EXERCISE DIRECTIONS: Tally the lines in the items below that contain the string "reflection", with case counting, and give only the number.

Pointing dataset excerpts

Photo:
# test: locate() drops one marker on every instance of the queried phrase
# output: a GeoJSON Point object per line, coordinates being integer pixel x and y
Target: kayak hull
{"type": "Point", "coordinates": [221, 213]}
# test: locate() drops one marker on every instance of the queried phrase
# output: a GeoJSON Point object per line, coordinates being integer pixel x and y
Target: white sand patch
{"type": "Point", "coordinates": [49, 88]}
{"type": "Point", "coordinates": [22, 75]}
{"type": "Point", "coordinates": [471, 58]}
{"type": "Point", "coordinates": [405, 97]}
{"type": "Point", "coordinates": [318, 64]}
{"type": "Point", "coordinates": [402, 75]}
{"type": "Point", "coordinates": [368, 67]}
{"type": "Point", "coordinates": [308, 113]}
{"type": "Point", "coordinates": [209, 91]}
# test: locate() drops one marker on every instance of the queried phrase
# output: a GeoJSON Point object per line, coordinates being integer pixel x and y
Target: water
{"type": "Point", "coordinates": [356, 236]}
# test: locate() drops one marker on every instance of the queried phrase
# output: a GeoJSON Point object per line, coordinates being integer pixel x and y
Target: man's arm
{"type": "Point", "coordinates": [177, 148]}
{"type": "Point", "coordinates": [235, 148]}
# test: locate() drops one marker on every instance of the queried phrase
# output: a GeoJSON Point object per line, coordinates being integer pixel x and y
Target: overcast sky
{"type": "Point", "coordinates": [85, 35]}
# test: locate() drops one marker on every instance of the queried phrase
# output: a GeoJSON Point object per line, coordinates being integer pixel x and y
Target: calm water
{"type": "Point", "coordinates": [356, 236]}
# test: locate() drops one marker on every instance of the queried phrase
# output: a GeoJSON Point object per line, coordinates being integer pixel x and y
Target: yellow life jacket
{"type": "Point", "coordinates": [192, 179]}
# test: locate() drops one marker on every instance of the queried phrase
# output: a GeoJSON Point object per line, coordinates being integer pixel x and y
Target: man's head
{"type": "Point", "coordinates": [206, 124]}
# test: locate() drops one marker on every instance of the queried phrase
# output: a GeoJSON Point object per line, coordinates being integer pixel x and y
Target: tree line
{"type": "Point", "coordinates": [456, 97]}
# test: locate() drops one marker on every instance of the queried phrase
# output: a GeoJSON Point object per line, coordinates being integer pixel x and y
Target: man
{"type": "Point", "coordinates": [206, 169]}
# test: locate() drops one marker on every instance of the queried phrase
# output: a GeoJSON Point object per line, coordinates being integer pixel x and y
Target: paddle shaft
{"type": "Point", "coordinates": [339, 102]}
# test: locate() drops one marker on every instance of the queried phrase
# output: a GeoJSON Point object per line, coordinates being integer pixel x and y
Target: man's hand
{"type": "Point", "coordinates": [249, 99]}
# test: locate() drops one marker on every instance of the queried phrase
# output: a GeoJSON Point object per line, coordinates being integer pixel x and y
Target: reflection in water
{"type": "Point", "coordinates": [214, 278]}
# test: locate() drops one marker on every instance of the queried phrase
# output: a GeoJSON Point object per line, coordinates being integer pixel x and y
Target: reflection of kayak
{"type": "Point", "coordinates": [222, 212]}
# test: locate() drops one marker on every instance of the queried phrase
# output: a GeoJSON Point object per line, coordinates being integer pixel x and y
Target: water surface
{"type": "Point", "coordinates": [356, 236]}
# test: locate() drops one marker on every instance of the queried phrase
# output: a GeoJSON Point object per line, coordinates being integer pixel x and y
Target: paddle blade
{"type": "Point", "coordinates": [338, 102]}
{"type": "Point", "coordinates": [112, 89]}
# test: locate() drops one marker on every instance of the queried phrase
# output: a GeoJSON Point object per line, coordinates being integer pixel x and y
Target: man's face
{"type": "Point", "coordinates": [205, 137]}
...
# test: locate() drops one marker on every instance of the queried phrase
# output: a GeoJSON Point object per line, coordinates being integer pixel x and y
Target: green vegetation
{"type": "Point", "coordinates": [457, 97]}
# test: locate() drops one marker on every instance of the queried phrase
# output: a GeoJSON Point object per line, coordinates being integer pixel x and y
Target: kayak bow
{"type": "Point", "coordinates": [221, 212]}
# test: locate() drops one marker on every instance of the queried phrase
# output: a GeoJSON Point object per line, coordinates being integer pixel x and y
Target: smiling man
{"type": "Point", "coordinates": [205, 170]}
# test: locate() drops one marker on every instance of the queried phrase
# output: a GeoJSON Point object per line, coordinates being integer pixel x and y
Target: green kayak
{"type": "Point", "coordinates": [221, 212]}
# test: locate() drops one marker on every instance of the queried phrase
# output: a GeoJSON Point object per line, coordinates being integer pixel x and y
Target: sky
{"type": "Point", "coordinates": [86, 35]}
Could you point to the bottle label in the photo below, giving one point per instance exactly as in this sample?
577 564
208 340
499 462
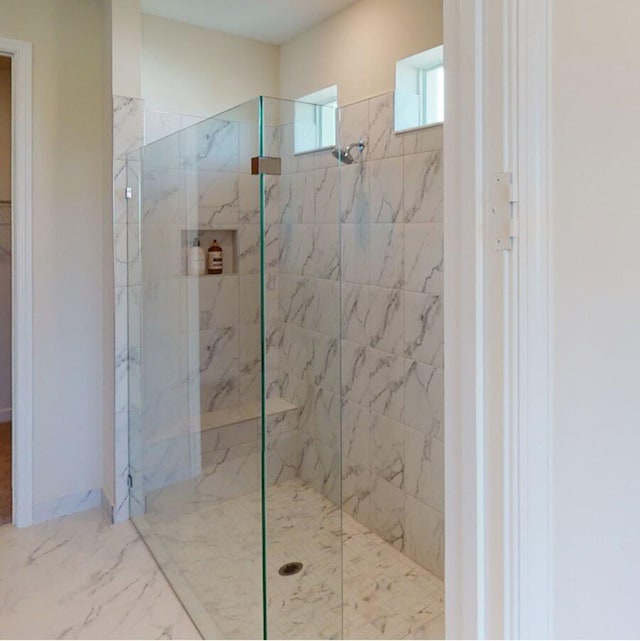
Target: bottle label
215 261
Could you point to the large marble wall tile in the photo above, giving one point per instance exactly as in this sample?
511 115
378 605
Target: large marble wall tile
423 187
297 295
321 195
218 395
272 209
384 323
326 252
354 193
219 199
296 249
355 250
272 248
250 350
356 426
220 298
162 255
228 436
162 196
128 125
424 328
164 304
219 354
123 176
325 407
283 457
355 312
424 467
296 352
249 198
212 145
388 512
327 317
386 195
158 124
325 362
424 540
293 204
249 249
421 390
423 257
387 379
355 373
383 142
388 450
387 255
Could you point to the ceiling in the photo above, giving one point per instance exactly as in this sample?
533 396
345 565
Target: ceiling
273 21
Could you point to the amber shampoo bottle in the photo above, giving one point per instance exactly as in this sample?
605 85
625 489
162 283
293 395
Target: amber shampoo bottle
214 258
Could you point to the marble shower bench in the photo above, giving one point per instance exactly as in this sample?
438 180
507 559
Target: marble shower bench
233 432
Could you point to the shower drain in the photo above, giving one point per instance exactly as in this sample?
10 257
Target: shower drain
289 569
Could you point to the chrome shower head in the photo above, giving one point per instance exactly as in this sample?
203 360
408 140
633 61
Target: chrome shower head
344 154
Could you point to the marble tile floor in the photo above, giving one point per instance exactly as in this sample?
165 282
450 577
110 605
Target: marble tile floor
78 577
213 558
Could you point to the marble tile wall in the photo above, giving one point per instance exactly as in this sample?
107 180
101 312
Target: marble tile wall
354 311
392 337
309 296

WRITTEN SOLUTION: 2